What this task involves: Repeat all of the material below exactly as written, images excluded.

◇ ◇ ◇ ◇ ◇

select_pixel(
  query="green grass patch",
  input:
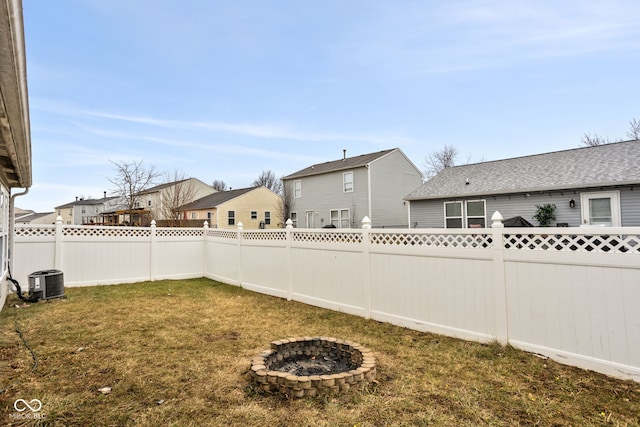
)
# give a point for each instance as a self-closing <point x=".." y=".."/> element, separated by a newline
<point x="178" y="353"/>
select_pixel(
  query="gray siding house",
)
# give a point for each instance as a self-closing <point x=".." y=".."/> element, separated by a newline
<point x="589" y="186"/>
<point x="341" y="193"/>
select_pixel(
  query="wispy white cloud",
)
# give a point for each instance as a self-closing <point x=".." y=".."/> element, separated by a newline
<point x="260" y="130"/>
<point x="481" y="34"/>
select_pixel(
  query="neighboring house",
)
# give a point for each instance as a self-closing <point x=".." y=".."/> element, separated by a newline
<point x="589" y="186"/>
<point x="86" y="211"/>
<point x="342" y="192"/>
<point x="255" y="207"/>
<point x="162" y="201"/>
<point x="36" y="218"/>
<point x="15" y="133"/>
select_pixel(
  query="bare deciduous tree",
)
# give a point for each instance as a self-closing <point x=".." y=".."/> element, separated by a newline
<point x="268" y="179"/>
<point x="219" y="185"/>
<point x="181" y="192"/>
<point x="130" y="180"/>
<point x="595" y="139"/>
<point x="287" y="201"/>
<point x="440" y="159"/>
<point x="634" y="131"/>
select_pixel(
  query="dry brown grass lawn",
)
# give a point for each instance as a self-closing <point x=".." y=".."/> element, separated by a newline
<point x="177" y="353"/>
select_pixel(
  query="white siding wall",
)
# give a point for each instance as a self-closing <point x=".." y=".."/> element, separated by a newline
<point x="392" y="178"/>
<point x="430" y="213"/>
<point x="322" y="193"/>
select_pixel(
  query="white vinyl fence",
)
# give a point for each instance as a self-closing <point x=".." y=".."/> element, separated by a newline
<point x="571" y="294"/>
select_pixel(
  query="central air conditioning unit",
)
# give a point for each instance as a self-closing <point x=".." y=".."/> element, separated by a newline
<point x="46" y="284"/>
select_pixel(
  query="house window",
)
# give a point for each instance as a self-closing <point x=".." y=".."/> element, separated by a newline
<point x="601" y="208"/>
<point x="476" y="214"/>
<point x="297" y="189"/>
<point x="340" y="218"/>
<point x="347" y="182"/>
<point x="453" y="214"/>
<point x="469" y="214"/>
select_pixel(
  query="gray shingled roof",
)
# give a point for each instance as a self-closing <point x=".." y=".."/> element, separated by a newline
<point x="342" y="164"/>
<point x="216" y="199"/>
<point x="603" y="165"/>
<point x="86" y="202"/>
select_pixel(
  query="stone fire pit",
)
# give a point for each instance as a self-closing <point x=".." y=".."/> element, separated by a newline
<point x="311" y="366"/>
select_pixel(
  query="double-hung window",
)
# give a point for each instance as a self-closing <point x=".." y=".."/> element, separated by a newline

◇ ◇ ◇ ◇ ◇

Task solution:
select_pixel(
  query="green grass patch",
  input:
)
# give a point for each instance as a self-closing <point x=".." y=".."/> element, separated by a newline
<point x="178" y="353"/>
select_pixel(
  query="gray siding house",
)
# give a point for each instance as a self-closing <point x=".." y=".."/> element, separated by a newline
<point x="589" y="186"/>
<point x="341" y="193"/>
select_pixel(
  query="wispy white cloud",
)
# give a point for each instance as a self-closing <point x=".." y=".."/> element, separated by a newline
<point x="260" y="130"/>
<point x="481" y="34"/>
select_pixel(
  query="neighboring house",
)
# give a point for each instance as a self-closing <point x=".." y=".."/> element, separated by a newline
<point x="589" y="186"/>
<point x="86" y="211"/>
<point x="342" y="192"/>
<point x="255" y="207"/>
<point x="162" y="201"/>
<point x="36" y="218"/>
<point x="15" y="133"/>
select_pixel(
  query="bare deciduous tree",
)
# give a point for each instance as a self-closing <point x=".." y=".."/> element, separated by a newline
<point x="268" y="179"/>
<point x="219" y="185"/>
<point x="181" y="192"/>
<point x="130" y="180"/>
<point x="595" y="139"/>
<point x="287" y="201"/>
<point x="440" y="159"/>
<point x="634" y="131"/>
select_pixel(
  query="dry brown grass lawn",
)
# give a point for each instance as a self-closing <point x=".." y=".."/> element, separated by a newline
<point x="177" y="353"/>
select_pixel(
  query="white siding wall",
)
# give a point for each instance as a self-closing <point x=".." y=".."/> element, separated by a newline
<point x="392" y="178"/>
<point x="430" y="213"/>
<point x="322" y="193"/>
select_pixel(
  query="white vinyl fence",
)
# give a point for each instance as a self-closing <point x=".." y=".."/> element, separated by a newline
<point x="571" y="294"/>
select_pixel(
  query="central air conditioning unit",
)
# give a point for each instance as a self-closing <point x=".." y=".."/> element, separated by a newline
<point x="46" y="284"/>
select_pixel(
  query="house window",
)
# give a point for each instance as a self-closing <point x=".." y=".."/> element, separated by a newline
<point x="601" y="208"/>
<point x="476" y="214"/>
<point x="297" y="189"/>
<point x="340" y="218"/>
<point x="347" y="182"/>
<point x="453" y="214"/>
<point x="469" y="214"/>
select_pixel(
  query="gray shingled roof",
)
# give a point for each instance as a self-closing <point x=".." y=".."/> element, separated by a newline
<point x="342" y="164"/>
<point x="216" y="199"/>
<point x="603" y="165"/>
<point x="86" y="202"/>
select_pixel(
  query="stone fire pit",
)
# give a point for each instance as a self-closing <point x=".." y=".."/> element, separated by a newline
<point x="311" y="366"/>
select_pixel(
  query="double-hung window",
)
# give a point for each instance as a self-closing <point x=".." y=".."/> element, separated by a newline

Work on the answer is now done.